Dataset excerpts.
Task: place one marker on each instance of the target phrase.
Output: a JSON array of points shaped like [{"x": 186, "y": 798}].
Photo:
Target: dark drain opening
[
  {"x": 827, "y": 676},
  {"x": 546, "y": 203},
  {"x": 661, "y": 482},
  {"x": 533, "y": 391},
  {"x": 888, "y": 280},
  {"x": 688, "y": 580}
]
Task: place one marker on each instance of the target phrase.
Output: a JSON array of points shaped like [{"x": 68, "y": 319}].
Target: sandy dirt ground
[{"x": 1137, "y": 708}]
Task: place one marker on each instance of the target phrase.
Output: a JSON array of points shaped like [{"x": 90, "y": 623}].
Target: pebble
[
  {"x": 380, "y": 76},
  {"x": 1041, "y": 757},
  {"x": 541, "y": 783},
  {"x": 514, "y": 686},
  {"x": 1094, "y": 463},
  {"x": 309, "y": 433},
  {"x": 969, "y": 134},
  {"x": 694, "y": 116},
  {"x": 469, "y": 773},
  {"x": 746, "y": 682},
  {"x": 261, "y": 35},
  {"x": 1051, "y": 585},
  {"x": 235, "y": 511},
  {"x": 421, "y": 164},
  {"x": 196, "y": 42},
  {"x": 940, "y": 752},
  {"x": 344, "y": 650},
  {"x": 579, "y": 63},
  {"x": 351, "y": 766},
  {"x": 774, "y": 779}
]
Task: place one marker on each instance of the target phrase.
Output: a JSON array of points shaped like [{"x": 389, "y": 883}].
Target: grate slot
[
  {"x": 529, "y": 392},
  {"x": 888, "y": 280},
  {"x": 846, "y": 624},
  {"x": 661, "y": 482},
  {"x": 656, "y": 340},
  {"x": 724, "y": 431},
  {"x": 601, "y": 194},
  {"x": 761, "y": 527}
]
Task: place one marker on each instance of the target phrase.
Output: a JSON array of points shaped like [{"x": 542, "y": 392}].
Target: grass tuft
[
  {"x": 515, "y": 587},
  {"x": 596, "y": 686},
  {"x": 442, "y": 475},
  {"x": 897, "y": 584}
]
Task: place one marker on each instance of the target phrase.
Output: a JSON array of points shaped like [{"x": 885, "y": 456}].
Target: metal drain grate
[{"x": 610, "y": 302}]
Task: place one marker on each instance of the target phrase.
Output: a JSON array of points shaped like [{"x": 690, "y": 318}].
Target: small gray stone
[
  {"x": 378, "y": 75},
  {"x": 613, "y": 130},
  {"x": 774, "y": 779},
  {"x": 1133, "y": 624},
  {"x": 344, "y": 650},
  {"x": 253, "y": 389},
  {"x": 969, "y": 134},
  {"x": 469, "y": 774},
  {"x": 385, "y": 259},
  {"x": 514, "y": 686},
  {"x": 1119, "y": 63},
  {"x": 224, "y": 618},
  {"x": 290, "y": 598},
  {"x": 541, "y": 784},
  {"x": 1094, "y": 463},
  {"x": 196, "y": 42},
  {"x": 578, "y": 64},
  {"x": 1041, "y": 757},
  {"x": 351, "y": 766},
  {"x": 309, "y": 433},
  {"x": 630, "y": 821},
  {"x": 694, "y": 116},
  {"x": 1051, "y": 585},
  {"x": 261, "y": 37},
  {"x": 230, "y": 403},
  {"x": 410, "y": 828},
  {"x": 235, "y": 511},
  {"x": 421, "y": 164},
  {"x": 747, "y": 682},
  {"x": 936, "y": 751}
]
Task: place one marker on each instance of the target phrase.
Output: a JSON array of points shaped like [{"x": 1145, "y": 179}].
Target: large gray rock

Given problem.
Every line of the material must be returned exactly as it appears.

Answer for this exercise.
Task: place one marker on each instance of the target phrase.
Output: a JSON array of points shaped like [{"x": 186, "y": 798}].
Photo:
Target: dark drain opening
[
  {"x": 827, "y": 676},
  {"x": 546, "y": 203},
  {"x": 661, "y": 482},
  {"x": 533, "y": 391},
  {"x": 888, "y": 280},
  {"x": 688, "y": 580}
]
Task: place one marker on each instance of the target phrase.
Output: a JSON array of points shaped like [{"x": 68, "y": 319}].
Target: sandy dirt ground
[{"x": 1137, "y": 708}]
Task: place one marker on each instance of the target phrase.
Output: a JSON array of points shaped like [{"x": 90, "y": 623}].
Target: pebble
[
  {"x": 380, "y": 76},
  {"x": 1041, "y": 757},
  {"x": 541, "y": 783},
  {"x": 514, "y": 686},
  {"x": 1094, "y": 463},
  {"x": 309, "y": 433},
  {"x": 969, "y": 134},
  {"x": 694, "y": 116},
  {"x": 469, "y": 773},
  {"x": 746, "y": 682},
  {"x": 261, "y": 35},
  {"x": 1051, "y": 585},
  {"x": 235, "y": 511},
  {"x": 421, "y": 164},
  {"x": 196, "y": 42},
  {"x": 940, "y": 752},
  {"x": 344, "y": 650},
  {"x": 579, "y": 63},
  {"x": 351, "y": 766},
  {"x": 774, "y": 779}
]
Task: place one marker on each instance of the target phrase.
Output: a JSON array of points shaped like [{"x": 389, "y": 883}].
Target: grate slot
[
  {"x": 529, "y": 392},
  {"x": 888, "y": 280},
  {"x": 846, "y": 624},
  {"x": 661, "y": 482},
  {"x": 656, "y": 340},
  {"x": 724, "y": 431},
  {"x": 601, "y": 194},
  {"x": 761, "y": 527}
]
Task: place one marker on each instance of the target phrase.
Output: a JSON array of points shaped like [{"x": 542, "y": 392}].
Target: grass tuft
[
  {"x": 515, "y": 587},
  {"x": 596, "y": 686},
  {"x": 442, "y": 475},
  {"x": 897, "y": 584}
]
Task: place one marker on each instance of the target phrase.
Output: a JSON array of points shaped like [{"x": 885, "y": 456}].
Target: metal drain grate
[{"x": 610, "y": 302}]
Task: place one marker on each instance of the target phrase.
Output: a JSON array of points shaped like [{"x": 690, "y": 318}].
Target: small gray stone
[
  {"x": 378, "y": 75},
  {"x": 613, "y": 130},
  {"x": 774, "y": 779},
  {"x": 1133, "y": 624},
  {"x": 344, "y": 650},
  {"x": 253, "y": 389},
  {"x": 969, "y": 134},
  {"x": 469, "y": 774},
  {"x": 385, "y": 259},
  {"x": 514, "y": 686},
  {"x": 1119, "y": 63},
  {"x": 224, "y": 618},
  {"x": 290, "y": 598},
  {"x": 541, "y": 784},
  {"x": 1094, "y": 463},
  {"x": 196, "y": 42},
  {"x": 578, "y": 64},
  {"x": 1041, "y": 757},
  {"x": 351, "y": 766},
  {"x": 309, "y": 433},
  {"x": 630, "y": 821},
  {"x": 694, "y": 116},
  {"x": 1051, "y": 585},
  {"x": 261, "y": 37},
  {"x": 230, "y": 403},
  {"x": 410, "y": 828},
  {"x": 235, "y": 511},
  {"x": 421, "y": 164},
  {"x": 747, "y": 682},
  {"x": 936, "y": 751}
]
Task: place one marker on each instance of the target phrase.
Output: a JSON array of points shaped like [{"x": 1145, "y": 179}].
Target: large gray rock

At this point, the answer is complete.